Your assignment: Only the lines from the one containing "Target: slender orange finger of fungus" through the end of the listing are to be repeated, exactly and without pictures.

● ● ● ● ●

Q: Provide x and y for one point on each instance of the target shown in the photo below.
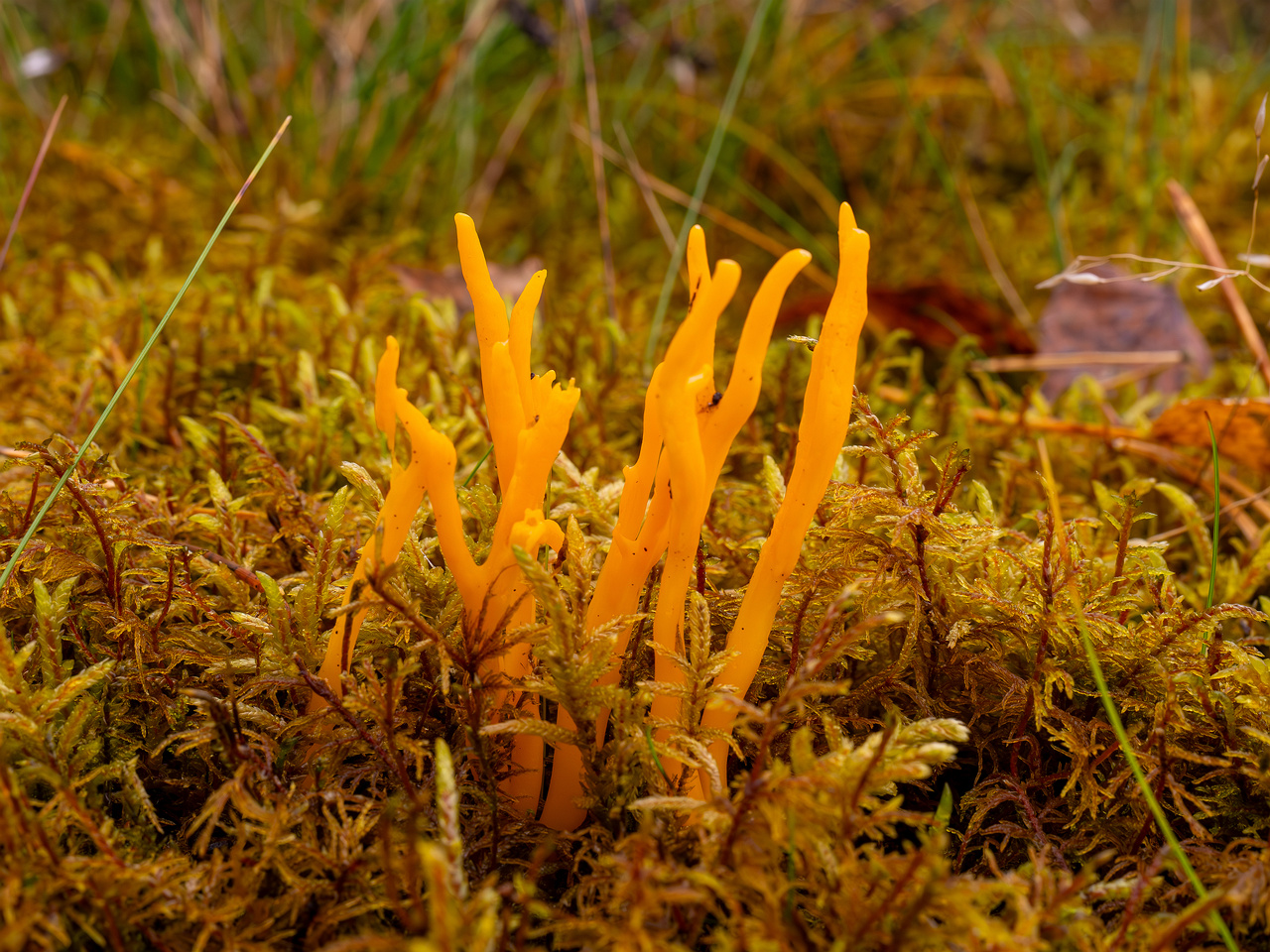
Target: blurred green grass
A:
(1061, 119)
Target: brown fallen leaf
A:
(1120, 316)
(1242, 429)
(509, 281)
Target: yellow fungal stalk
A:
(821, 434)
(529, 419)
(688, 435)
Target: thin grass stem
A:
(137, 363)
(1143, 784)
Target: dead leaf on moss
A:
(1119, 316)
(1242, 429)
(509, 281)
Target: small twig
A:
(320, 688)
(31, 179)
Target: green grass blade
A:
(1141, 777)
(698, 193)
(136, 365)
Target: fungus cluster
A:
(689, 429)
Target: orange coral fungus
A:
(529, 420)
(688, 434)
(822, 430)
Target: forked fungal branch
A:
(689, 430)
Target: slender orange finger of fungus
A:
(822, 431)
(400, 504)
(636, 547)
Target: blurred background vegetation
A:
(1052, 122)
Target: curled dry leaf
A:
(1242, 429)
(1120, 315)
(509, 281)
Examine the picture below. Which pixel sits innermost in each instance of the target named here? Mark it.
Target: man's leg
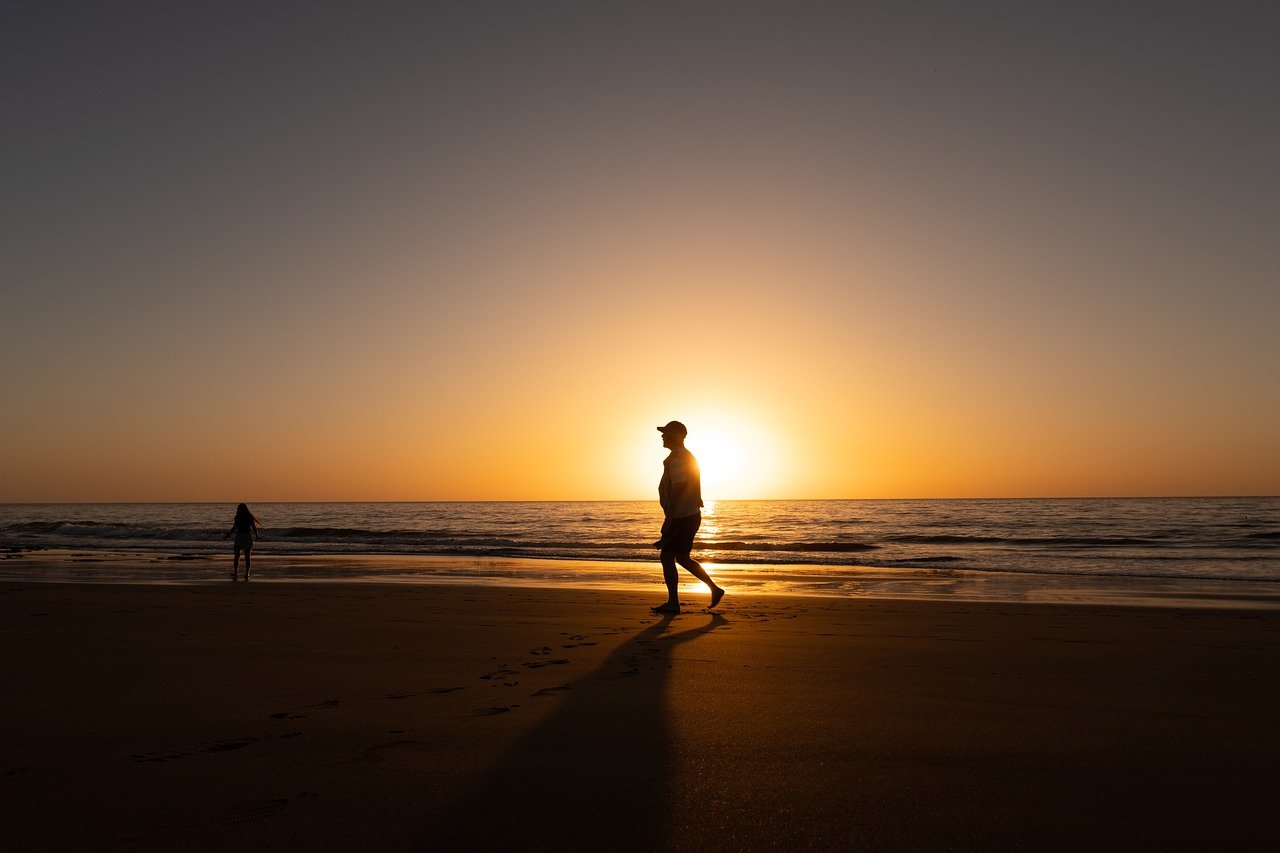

● ● ● ● ●

Result below:
Target: slender orange finger of fungus
A:
(822, 431)
(400, 504)
(636, 547)
Target: blurred background vegetation
A:
(1052, 122)
Target: curled dry leaf
A:
(1242, 429)
(1120, 315)
(509, 281)
Examine the picture below. Which pixel sits innermost in each instance of the target named here? Mark it.
Target: man's leg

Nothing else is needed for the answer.